_WORK TO COMPLETE_:
What lines in the records below mention "track"? List them all.

INFORMATION GIVEN: Begin

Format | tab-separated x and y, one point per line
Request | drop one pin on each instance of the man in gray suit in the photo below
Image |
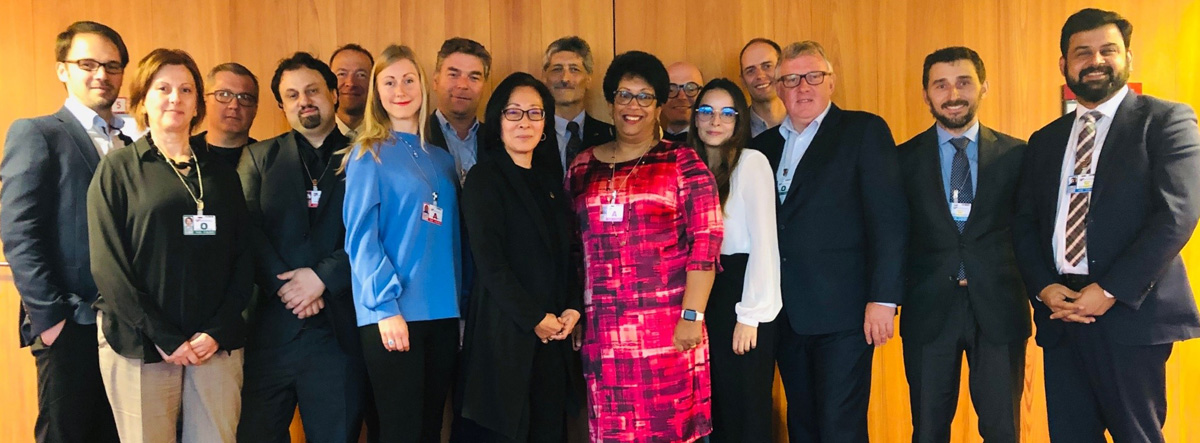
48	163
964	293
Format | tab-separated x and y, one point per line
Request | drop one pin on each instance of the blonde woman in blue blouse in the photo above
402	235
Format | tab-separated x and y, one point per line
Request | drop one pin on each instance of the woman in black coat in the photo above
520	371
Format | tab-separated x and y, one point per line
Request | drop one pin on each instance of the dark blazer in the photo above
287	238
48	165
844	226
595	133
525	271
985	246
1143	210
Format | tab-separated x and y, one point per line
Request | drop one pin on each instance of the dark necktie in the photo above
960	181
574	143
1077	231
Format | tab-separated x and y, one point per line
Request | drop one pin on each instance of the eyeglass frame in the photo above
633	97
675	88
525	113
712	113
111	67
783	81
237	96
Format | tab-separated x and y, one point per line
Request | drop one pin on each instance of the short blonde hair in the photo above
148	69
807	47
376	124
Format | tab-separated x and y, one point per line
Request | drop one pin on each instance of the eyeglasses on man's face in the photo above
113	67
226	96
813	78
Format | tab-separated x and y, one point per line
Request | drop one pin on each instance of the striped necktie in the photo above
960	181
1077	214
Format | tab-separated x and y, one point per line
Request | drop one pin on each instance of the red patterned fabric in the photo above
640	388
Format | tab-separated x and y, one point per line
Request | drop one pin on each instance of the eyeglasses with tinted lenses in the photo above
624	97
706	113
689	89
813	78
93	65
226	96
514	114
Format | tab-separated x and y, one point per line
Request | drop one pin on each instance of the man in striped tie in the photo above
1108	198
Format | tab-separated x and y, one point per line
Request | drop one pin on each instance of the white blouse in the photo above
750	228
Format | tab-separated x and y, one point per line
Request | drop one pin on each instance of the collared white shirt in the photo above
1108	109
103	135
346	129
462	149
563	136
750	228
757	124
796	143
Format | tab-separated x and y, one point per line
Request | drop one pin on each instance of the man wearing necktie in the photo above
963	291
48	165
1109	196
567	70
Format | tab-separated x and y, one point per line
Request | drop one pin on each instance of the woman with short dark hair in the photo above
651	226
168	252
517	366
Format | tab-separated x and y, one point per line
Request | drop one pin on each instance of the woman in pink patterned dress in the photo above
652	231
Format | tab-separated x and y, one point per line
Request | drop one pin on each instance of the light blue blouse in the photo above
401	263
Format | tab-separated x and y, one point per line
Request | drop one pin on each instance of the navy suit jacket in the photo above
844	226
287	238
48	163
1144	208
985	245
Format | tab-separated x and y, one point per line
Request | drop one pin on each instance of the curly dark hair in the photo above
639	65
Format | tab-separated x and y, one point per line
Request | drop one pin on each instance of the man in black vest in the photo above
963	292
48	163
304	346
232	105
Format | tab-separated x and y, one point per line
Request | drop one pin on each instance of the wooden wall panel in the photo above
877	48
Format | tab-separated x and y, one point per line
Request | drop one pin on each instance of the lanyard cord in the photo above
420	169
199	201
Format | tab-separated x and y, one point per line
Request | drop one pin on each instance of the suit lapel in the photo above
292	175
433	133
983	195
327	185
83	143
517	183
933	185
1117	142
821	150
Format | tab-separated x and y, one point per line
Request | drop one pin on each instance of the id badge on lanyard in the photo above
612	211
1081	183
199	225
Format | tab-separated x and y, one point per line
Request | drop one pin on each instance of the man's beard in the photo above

INFORMATION GIVEN: End
INFORMATION GIVEN: Begin

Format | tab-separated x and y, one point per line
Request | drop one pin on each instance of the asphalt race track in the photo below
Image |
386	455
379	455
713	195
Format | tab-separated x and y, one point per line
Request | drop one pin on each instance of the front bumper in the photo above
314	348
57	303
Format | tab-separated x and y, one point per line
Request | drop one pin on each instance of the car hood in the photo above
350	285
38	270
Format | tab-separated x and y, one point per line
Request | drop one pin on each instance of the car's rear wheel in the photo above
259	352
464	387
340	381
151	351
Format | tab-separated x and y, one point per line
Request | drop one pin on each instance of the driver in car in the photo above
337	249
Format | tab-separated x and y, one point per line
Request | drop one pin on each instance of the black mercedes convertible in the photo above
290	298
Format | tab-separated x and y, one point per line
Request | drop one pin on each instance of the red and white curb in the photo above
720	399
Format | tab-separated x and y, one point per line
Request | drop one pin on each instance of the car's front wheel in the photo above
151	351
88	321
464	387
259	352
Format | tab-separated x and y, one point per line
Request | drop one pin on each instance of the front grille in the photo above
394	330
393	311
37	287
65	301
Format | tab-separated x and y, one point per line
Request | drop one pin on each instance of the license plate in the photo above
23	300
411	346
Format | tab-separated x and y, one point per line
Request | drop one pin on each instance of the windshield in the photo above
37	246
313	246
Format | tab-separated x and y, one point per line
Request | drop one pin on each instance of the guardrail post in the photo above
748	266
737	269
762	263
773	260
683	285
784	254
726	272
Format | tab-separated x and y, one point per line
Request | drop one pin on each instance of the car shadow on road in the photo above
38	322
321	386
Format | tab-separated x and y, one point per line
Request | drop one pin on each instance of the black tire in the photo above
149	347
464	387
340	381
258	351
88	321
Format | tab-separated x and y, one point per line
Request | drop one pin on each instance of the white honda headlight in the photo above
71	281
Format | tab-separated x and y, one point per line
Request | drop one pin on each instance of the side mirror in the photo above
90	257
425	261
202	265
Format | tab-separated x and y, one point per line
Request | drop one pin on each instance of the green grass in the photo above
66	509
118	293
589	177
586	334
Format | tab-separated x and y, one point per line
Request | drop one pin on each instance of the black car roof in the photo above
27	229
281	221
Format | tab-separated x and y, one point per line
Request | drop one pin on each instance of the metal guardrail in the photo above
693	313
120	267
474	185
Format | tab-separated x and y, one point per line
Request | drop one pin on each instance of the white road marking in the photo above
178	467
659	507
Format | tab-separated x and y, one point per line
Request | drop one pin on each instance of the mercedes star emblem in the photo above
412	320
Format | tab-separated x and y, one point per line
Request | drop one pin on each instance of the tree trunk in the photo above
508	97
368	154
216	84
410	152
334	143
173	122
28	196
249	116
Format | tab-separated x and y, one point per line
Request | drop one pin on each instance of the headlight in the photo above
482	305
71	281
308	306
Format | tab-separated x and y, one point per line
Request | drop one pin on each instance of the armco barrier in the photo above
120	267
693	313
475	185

INFORMATION GIVEN: End
INFORMATION GIVEN: Begin

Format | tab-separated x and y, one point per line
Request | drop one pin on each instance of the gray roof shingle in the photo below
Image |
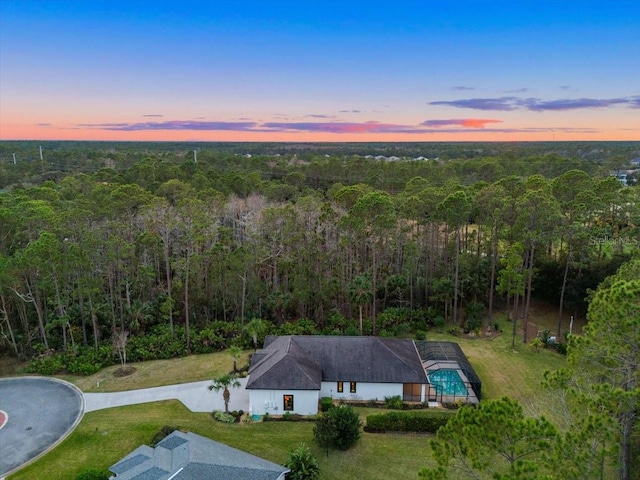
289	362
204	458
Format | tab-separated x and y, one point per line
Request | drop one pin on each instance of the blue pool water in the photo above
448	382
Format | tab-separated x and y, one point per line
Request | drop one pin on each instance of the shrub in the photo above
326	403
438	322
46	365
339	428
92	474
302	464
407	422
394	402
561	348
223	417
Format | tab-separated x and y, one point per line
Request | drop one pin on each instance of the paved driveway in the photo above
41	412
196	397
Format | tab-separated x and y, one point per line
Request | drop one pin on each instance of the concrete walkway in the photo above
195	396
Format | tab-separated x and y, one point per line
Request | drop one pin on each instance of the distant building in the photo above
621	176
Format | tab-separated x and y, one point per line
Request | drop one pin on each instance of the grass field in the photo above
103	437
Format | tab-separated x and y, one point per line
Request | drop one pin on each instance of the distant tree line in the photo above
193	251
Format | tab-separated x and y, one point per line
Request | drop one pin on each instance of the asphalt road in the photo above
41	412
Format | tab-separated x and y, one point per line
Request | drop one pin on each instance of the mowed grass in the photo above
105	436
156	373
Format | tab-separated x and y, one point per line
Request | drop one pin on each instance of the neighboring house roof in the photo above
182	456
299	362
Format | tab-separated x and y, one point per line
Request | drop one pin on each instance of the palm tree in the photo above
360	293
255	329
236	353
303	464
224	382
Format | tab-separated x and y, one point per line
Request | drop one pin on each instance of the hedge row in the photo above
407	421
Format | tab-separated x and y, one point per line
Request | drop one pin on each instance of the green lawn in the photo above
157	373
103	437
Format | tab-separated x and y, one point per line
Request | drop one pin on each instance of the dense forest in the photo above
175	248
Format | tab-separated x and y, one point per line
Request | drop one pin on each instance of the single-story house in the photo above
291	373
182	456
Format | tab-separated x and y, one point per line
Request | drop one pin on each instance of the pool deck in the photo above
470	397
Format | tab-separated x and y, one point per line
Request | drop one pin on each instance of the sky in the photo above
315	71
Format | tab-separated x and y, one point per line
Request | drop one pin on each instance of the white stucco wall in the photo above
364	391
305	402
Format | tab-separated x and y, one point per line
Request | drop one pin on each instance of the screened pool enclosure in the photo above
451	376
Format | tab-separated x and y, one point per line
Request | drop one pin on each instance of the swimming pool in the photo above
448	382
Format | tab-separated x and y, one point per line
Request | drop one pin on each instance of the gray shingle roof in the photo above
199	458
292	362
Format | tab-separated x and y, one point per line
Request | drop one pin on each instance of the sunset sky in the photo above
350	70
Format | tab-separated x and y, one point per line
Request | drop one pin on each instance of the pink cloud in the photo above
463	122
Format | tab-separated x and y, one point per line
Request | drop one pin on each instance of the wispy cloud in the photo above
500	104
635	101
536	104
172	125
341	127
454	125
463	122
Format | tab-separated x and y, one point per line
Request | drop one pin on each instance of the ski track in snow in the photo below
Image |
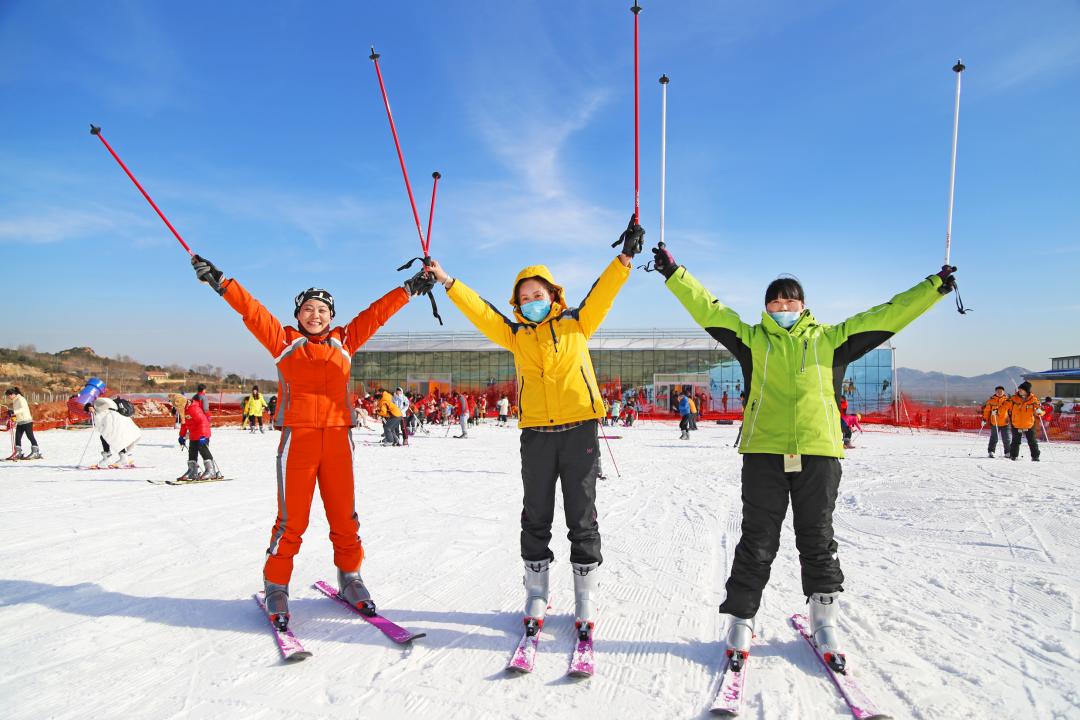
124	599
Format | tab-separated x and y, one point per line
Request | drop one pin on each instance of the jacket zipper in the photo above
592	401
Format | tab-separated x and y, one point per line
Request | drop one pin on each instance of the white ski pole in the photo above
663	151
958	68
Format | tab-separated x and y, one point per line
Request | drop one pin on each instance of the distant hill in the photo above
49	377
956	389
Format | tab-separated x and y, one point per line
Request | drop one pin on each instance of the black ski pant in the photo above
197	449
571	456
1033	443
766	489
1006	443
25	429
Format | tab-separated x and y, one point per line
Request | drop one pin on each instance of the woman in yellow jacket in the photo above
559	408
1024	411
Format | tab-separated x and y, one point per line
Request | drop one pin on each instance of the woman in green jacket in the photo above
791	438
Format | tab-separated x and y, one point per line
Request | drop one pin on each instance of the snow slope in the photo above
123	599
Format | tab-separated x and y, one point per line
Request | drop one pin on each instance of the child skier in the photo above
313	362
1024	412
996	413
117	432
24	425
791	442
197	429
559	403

INFORMATION GIVEN: End

_WRITTEN REPLY_:
Request | drop one pin on each instance of the asphalt race track in the photo below
Request | drop one pin on each instance of the ski track in snow in the photo below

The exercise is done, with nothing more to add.